▶ _What you should do_
Images aside, return all the entries exactly.

[Stored data entries]
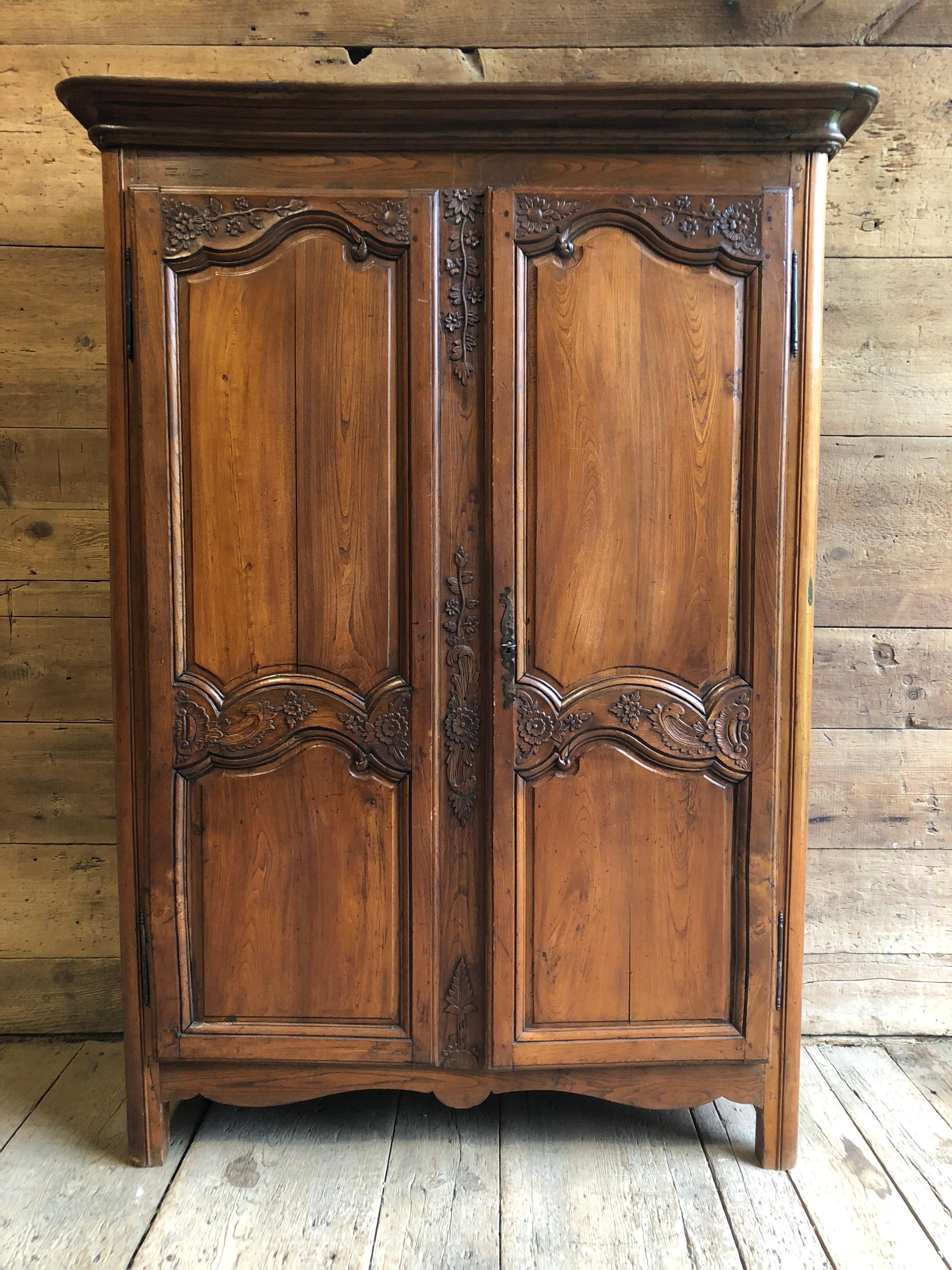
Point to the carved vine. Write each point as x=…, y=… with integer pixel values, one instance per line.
x=266, y=718
x=186, y=223
x=460, y=1003
x=536, y=215
x=462, y=208
x=738, y=225
x=727, y=732
x=390, y=216
x=461, y=726
x=390, y=731
x=537, y=726
x=507, y=647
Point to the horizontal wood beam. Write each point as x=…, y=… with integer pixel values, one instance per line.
x=437, y=23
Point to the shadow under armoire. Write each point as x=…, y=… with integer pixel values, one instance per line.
x=464, y=495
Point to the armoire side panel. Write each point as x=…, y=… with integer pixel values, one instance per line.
x=236, y=363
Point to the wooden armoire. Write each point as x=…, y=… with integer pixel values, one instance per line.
x=464, y=493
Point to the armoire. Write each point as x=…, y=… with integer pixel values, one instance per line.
x=464, y=455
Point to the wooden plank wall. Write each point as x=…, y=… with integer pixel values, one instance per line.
x=879, y=948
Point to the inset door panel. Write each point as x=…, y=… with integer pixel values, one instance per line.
x=294, y=463
x=298, y=895
x=282, y=630
x=634, y=371
x=637, y=700
x=627, y=876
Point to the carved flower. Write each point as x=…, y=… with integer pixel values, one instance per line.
x=737, y=223
x=296, y=709
x=627, y=708
x=393, y=731
x=183, y=224
x=534, y=727
x=462, y=726
x=461, y=205
x=391, y=219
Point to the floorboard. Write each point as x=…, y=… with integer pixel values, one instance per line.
x=389, y=1181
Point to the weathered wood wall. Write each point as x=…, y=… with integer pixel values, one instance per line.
x=879, y=947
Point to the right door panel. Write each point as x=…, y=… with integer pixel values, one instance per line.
x=640, y=713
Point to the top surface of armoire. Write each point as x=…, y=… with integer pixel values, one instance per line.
x=464, y=495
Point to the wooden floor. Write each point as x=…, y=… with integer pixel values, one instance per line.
x=525, y=1180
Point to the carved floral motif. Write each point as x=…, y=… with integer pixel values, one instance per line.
x=727, y=732
x=196, y=731
x=390, y=731
x=390, y=216
x=461, y=726
x=462, y=208
x=186, y=223
x=536, y=726
x=537, y=215
x=460, y=1003
x=739, y=224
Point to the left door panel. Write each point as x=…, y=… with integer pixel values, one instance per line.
x=273, y=365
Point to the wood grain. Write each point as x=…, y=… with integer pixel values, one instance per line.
x=53, y=341
x=311, y=1175
x=662, y=540
x=241, y=483
x=56, y=1220
x=349, y=486
x=58, y=901
x=880, y=789
x=883, y=679
x=884, y=521
x=624, y=929
x=850, y=1198
x=889, y=191
x=56, y=996
x=300, y=893
x=56, y=668
x=557, y=1212
x=878, y=995
x=908, y=1135
x=439, y=1155
x=867, y=901
x=388, y=23
x=27, y=1071
x=59, y=783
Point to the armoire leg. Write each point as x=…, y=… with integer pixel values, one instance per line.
x=148, y=1118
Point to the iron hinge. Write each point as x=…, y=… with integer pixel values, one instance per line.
x=130, y=350
x=781, y=938
x=144, y=959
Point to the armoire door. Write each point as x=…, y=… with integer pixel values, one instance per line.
x=638, y=436
x=276, y=351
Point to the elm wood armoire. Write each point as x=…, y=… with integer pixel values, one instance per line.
x=464, y=495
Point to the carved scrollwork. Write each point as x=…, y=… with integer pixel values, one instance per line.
x=660, y=719
x=688, y=219
x=462, y=209
x=390, y=216
x=507, y=647
x=536, y=726
x=461, y=726
x=460, y=1003
x=389, y=731
x=187, y=223
x=262, y=719
x=537, y=215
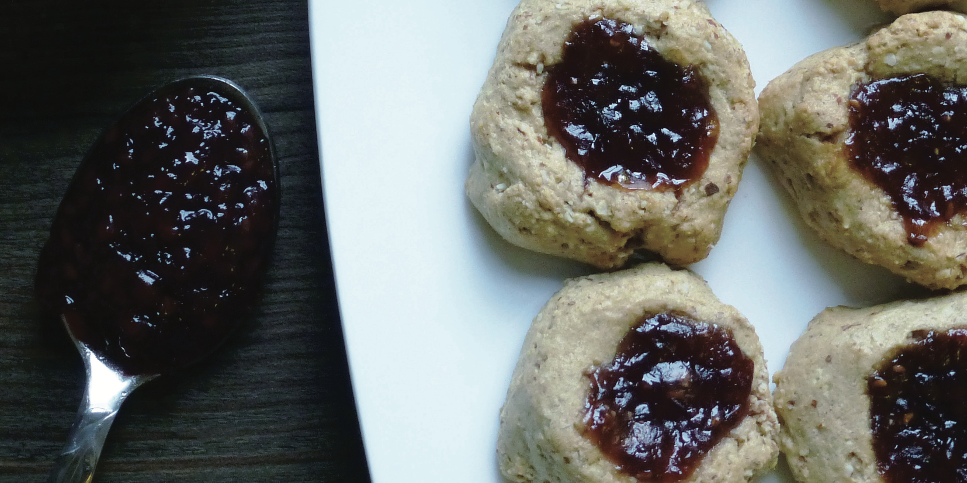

▶ _Completed exercise_
Point to the carved vine. Write each point as x=…, y=… with integer pixel values, one instance per line.
x=266, y=718
x=186, y=223
x=460, y=1003
x=536, y=215
x=462, y=208
x=738, y=225
x=727, y=732
x=390, y=216
x=461, y=726
x=390, y=731
x=537, y=726
x=507, y=647
Point to the horizontal wood beam. Write each point as x=…, y=… with integer pixel values, one instance per line.
x=437, y=23
Point to the shadow under armoire. Write each point as x=…, y=… with integer pixel values, one instance per line.
x=464, y=495
Point to the armoire side panel. Write each point as x=…, y=… with integer pixel values, one instance per line.
x=236, y=363
Point to the wooden armoire. Write each point as x=…, y=… with integer pixel values, one instance per line.
x=464, y=493
Point to the armoire. Write each point as x=…, y=… with integer pixel values, one instance per line.
x=464, y=455
Point to the wooden plank wall. Write each point as x=…, y=… with integer pixel values, one instance per line.
x=879, y=948
Point to the inset door panel. Write each point as x=…, y=… with integer pixel values, one instance per line.
x=294, y=463
x=298, y=895
x=282, y=630
x=634, y=371
x=637, y=700
x=627, y=876
Point to the carved flower. Write each point as x=…, y=… with integer pixel values, one instance per line.
x=737, y=223
x=296, y=709
x=627, y=708
x=393, y=731
x=183, y=224
x=534, y=727
x=462, y=726
x=461, y=205
x=391, y=219
Point to the floorboard. Write each point as x=…, y=… with integer pixel values, one instance per line.
x=389, y=1181
Point to the weathered wood wall. Write each point as x=…, y=… with integer pixel values, one instance per line.
x=879, y=947
Point to the right door panel. Write each point as x=…, y=… with integer pixel values, one instance per line.
x=640, y=713
Point to the top surface of armoire. Write each point as x=…, y=… with integer pixel values, one instance per line.
x=464, y=495
Point to the wooden floor. Write each point as x=…, y=… with integer pixel values, one instance per line.
x=525, y=1180
Point to the carved floral motif. Write each point as x=…, y=… with integer pixel values, one instance per line.
x=727, y=732
x=196, y=731
x=390, y=731
x=390, y=216
x=461, y=726
x=462, y=208
x=186, y=223
x=536, y=726
x=537, y=215
x=460, y=1003
x=739, y=224
Point to the left door panel. Write each point as x=…, y=… with integer pixel values, one instance per line.
x=273, y=365
Point to the wood grain. Write each point as x=…, y=… with integer pixel values, one instance per line.
x=53, y=341
x=311, y=1175
x=662, y=540
x=241, y=483
x=56, y=1220
x=349, y=486
x=58, y=901
x=880, y=789
x=883, y=679
x=884, y=521
x=624, y=929
x=850, y=1198
x=889, y=191
x=56, y=996
x=300, y=893
x=56, y=668
x=557, y=1212
x=878, y=995
x=908, y=1135
x=439, y=1155
x=867, y=901
x=388, y=23
x=27, y=1071
x=59, y=783
Point to the armoire leg. Write each point as x=…, y=… with integer pixel values, one instance per line.
x=148, y=1118
Point to the iron hinge. Write each point as x=…, y=… with integer pixel values, one instance per line.
x=130, y=350
x=781, y=938
x=144, y=959
Point to the armoire door. Write each point as x=…, y=… with integer pixel values, one instance per line.
x=638, y=436
x=276, y=351
Point to the elm wood armoire. Write each point as x=…, y=… with integer pixel values, one instance per line.
x=464, y=495
Point to the carved scrollwork. Write each point as x=…, y=… with integer pixel values, one instance per line.
x=660, y=719
x=688, y=219
x=462, y=209
x=390, y=216
x=507, y=647
x=536, y=726
x=461, y=726
x=460, y=1003
x=389, y=731
x=187, y=223
x=262, y=719
x=537, y=215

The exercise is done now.